→ **ASSIGNMENT**: Could you transcribe the whole listing, keeping every line exactly the same?

→ **RECORDS FOR THIS TASK**:
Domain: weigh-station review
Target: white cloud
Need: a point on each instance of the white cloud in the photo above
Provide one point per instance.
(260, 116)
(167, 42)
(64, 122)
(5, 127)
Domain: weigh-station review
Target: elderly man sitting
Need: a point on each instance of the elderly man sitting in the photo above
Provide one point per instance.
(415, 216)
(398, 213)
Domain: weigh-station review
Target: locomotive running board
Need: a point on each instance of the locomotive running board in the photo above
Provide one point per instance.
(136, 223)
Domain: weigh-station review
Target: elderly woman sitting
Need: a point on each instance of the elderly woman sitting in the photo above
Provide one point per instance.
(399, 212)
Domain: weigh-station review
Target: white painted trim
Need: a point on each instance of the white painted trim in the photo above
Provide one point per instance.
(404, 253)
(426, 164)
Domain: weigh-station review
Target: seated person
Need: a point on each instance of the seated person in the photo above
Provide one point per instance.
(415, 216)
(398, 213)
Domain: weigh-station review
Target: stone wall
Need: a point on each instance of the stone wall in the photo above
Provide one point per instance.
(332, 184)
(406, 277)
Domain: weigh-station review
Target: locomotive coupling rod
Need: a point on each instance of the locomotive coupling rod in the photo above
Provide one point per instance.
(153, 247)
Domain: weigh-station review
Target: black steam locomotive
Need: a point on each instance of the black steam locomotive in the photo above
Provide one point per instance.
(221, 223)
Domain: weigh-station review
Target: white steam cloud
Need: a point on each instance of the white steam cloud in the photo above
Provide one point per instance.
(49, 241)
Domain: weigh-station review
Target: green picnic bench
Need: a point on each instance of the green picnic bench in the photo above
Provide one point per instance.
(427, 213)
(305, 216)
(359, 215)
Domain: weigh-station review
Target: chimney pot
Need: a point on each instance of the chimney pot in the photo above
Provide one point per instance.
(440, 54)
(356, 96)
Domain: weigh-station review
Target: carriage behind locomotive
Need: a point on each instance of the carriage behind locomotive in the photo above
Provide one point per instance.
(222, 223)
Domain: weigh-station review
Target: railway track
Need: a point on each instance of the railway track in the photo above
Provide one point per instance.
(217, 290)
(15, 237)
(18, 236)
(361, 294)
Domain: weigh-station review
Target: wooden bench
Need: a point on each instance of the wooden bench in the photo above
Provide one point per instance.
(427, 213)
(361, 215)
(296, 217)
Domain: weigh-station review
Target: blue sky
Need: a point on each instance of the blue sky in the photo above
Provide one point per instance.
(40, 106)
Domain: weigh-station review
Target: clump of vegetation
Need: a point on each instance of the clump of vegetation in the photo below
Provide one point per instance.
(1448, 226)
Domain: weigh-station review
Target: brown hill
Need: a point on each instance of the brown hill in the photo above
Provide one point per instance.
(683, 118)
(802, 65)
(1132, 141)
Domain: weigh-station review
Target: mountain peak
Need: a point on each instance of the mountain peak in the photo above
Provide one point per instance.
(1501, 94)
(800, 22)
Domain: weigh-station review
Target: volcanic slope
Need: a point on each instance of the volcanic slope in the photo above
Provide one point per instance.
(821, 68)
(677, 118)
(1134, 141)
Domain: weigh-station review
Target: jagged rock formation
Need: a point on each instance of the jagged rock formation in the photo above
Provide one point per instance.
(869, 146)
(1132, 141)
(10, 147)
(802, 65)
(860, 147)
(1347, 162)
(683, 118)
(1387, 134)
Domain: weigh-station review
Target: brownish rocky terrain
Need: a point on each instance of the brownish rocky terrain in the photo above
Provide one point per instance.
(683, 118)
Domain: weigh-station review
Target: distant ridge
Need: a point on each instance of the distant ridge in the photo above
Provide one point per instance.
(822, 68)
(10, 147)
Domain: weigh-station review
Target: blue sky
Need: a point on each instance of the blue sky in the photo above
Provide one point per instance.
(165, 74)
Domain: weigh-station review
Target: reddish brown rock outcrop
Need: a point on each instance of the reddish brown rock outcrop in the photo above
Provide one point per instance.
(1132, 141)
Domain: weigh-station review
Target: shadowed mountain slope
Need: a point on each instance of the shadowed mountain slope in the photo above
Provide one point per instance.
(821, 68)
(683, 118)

→ **TASK RESPONSE**:
Domain: weigh-station review
Target: white cloud
Need: a point on each instance of the white cloud in the photo above
Provide one point per instance.
(260, 116)
(167, 42)
(64, 122)
(5, 127)
Domain: weigh-station review
Target: elderly man sitting
Need: a point on each instance of the elderly man sitting in the photo above
Provide one point per instance.
(415, 216)
(398, 213)
Domain: weigh-station review
Target: locomotive running board
Need: a point on each instance of the locomotive running board in the photo above
Provide one point per instance.
(136, 223)
Domain: weigh-station review
Target: elderly woman sitting
Need: a point on each instance of the elderly woman sitting in the photo above
Provide one point per instance.
(399, 212)
Domain: weigh-station review
Target: white painted trim
Need: a point on each instance of the white painted trim in the photo above
Provide one point per instance.
(404, 253)
(426, 164)
Domain: weigh-station review
Target: seated person
Need: a point on each instance of the seated person in the photo above
Provide one point per instance.
(415, 216)
(398, 213)
Domain: weigh-station review
Target: stone wall
Need: a point on each instance of the stone wall in the photo above
Provide one point per instance.
(332, 184)
(406, 277)
Domain: weigh-station review
Target: locomotive coupling rod
Need: a point on each instance of the locomotive coupling rod in the photo above
Provide one point per instance.
(153, 247)
Domain: weigh-station review
Target: black steam locomotive
Need: a point on each instance of the black steam locomotive in the photo above
Provide one point per instance.
(221, 223)
Domain: weigh-station review
Target: white steam cloud
Need: a point on each instance of the white steam cloud in the photo above
Provide one point per instance.
(49, 241)
Domain: weigh-station review
Target: green picnic bench
Need: a point on each instance of the green picnic bench in the photo above
Provide one point per instance.
(427, 213)
(305, 216)
(359, 215)
Domain: weigh-station review
Target: chimney pot
Need: a point on each instance of the chimney pot in the photo above
Provide one point per instance.
(440, 54)
(356, 96)
Domain: weigh-station review
Target: carriage behind locomotive
Need: a point on each instance of the carriage behind locomotive in the photo above
Provide one point per instance.
(222, 223)
Domain: weigh-station review
Target: railway track
Need: a point on each instance of the railway track in the photo above
Provide one point per instance.
(217, 290)
(15, 237)
(18, 236)
(361, 294)
Domain: weigh-station review
Target: wooden bench
Need: a point on each instance of the wooden bench in the photo above
Provide one point per instance.
(427, 213)
(361, 215)
(296, 217)
Domain: weigh-station review
Target: blue sky
Need: a point on each instance of the blue sky in the photo above
Provide one point per instance.
(40, 106)
Domain: weigh-station review
Target: clump of vegetation
Need: a point on each instance of the clump of vegetation in the photo below
Provide one point per instance.
(1448, 226)
Domain: weigh-station review
Target: brown hill
Need: a point on each instance of the brown hill in the photo above
Provide one point per instance.
(683, 118)
(802, 65)
(1132, 141)
Domain: weigh-station review
Target: mountain peak
Need: a point on each instance of the mountain peak in the photo above
Provide one point per instance.
(1501, 94)
(800, 22)
Domain: weigh-station review
Target: volcanic slope
Need: a point on each instance of the volcanic slope in the photo above
Provide one point per instance.
(821, 68)
(677, 118)
(1134, 141)
Domain: weigh-station review
Target: jagged rock formation
Need: a point on each instance of the jagged rock formation in the photo above
Provide one point per instance.
(869, 146)
(1132, 141)
(10, 147)
(802, 65)
(860, 147)
(1347, 162)
(683, 118)
(1387, 134)
Domain: weigh-station review
Target: brownish rocky terrain
Need: a point on each instance of the brownish rocky terrain in the photo above
Provide one point per instance.
(683, 118)
Domain: weigh-station review
Target: distant ridge
Need: a point on each instance of the distant ridge in the photo above
Provide one point per instance.
(822, 68)
(10, 147)
Domain: weigh-station review
Target: blue sky
Need: a point on each instance of the blue sky in the photo above
Provide one point per instance.
(165, 74)
Domain: weigh-station review
Target: reddish brown rock outcrop
Need: a point on each instance of the reddish brown rock outcrop in the photo above
Provide one point per instance.
(1132, 141)
Domain: weigh-station review
Target: shadowed mountain slope
Need: a point on each instance of the shadowed mountain slope in the photo above
Provide one point per instance.
(821, 68)
(683, 118)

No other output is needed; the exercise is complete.